Metin:
══════════

Kurtulun artık şu 28 Şubat paranoyasından!
6 yaşında iken 29 yaşında babasının müridi olduğu iddia edilen Kadir İpekli ile evlendirilen H.K.G’nin yaşadıklarına dair yorumumu dün paylaştım.
Ancak yazı girdikten bir süre sonra H.K.G.’nin kardeşlerinin açıklamalarının yer aldığı bir video dolaşıma girdi.
Üç kardeşin ortak yorumuna göre, kardeşleri H.K.G. aklını çelen kötü emelli insanların eline düşmüştü ve onların yönlendirmeleri ile de yalan söylüyordu ve başta babaları olmak üzere annesine, eski kocasına falan iftira atıyordu.
Böyle olduğunu ispat için de gazeteci Timur Soykan’ın savcılık iddianamesinden elde ettiği gelinlikli fotoğrafı öne sürüp, “Hepimiz hafızız. Bu fotoğraf da kardeşimizin hafızlık merasiminde çekilmiş bir karedir. Benzer fotoğraflar hepimizde var. Kardeşimiz son derece masum amaçla çekilmiş bu fotoğraf ile kamuoyunu aldatmaktadır” diyorlardı.
İddialarını desteklemek için de H.K’nın 17 yaşındaki düğününden, resmi nikah yapıldığı günden bir kareyi paylaşıyorlardı.
Benim için zerre-i miskal anlamı olmadı tabii o videoda anlattıklarının.
Çünkü savcılık iddianamesi ortadaydı ve mağdurun ispat amacıyla sunduğu delil sadece o gelinlikli fotoğrafı da değildi.

══════════

Sağlanan Bilgiler:
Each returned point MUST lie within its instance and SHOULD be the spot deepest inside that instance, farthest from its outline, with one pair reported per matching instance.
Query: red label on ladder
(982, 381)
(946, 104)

══════════

Sorular ve Etkinlikler:
1/ Metne göre aşağıdaki soruları yanıtlayınız.
(a) H.K.G. kaç yaşındayken evlendirilmiştir?
(b) Gelinlikli fotoğrafı savcılık iddianamesinden elde eden gazeteci kimdir?
(c) Kardeşlere göre gelinlikli fotoğraf hangi merasimde çekilmiştir?
2/ Metinde kişilerin yaşı olarak verilen bütün sayıları, her birinin kime ve hangi duruma ait olduğunu belirterek sıralayınız.

Beklenen Yanıtlar:
1/
(a) 6 yaşındayken.
(b) Timur Soykan.
(c) Hafızlık merasiminde.

2/
6: H.K.G.'nin evlendirildiği yaş
29: Evlendirildiği sırada Kadir İpekli'nin yaşı
17: H.K.'nın resmi nikâhının yapıldığı düğündeki yaşı